Extract each line of the data below that contains the string "oven". Uppercase and lowercase letters count as different.

-- Start Provided records --

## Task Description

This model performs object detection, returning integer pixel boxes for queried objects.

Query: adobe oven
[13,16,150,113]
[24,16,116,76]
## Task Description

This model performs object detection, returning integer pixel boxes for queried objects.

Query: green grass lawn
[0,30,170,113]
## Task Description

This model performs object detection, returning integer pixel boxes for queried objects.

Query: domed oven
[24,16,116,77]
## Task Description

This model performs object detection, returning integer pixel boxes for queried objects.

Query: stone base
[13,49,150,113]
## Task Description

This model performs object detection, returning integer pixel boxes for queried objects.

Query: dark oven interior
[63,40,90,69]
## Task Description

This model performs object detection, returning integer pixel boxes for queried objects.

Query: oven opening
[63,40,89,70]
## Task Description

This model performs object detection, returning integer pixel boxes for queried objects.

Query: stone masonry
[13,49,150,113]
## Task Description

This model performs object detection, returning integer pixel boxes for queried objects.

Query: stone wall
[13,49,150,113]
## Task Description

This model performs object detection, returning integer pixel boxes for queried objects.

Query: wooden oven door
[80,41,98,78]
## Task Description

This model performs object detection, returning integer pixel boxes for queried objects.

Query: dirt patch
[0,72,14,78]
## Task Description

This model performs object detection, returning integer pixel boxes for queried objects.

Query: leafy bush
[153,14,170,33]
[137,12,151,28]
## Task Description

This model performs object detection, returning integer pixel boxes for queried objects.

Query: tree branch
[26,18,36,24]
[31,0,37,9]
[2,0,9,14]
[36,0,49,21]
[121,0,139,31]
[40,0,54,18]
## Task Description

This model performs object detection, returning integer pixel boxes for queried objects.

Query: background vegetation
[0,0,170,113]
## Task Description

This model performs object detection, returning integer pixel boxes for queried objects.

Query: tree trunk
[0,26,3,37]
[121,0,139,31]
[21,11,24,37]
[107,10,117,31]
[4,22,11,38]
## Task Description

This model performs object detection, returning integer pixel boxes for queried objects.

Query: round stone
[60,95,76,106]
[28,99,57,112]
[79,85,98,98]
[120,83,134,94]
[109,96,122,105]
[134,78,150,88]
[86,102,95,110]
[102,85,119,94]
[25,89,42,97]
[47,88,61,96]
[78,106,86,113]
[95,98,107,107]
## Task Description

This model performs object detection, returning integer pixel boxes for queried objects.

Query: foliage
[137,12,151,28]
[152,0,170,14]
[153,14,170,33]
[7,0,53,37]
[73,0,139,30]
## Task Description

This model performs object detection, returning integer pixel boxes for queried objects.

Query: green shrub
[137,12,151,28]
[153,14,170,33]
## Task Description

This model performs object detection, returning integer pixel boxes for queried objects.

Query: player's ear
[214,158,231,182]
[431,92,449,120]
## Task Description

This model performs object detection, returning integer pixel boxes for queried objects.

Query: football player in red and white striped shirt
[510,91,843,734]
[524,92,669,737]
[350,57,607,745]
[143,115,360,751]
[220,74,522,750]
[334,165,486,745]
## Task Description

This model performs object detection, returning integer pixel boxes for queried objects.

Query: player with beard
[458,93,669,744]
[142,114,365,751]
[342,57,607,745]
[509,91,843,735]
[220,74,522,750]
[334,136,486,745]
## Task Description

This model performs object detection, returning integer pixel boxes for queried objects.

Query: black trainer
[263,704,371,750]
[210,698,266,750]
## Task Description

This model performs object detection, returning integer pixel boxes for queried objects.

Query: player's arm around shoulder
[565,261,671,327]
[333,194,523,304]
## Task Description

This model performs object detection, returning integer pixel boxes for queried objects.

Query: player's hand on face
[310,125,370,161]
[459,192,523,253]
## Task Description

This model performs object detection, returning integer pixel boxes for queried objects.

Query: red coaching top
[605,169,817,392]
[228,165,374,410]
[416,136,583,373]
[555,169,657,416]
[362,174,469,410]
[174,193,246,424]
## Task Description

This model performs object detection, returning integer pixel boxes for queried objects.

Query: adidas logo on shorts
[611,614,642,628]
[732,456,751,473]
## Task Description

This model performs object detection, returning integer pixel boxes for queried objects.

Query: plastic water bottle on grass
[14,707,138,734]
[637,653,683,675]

-- End Provided records --

> **Response to the exercise**:
Query: adobe oven
Query: domed oven
Query: dark oven interior
Query: oven opening
Query: wooden oven door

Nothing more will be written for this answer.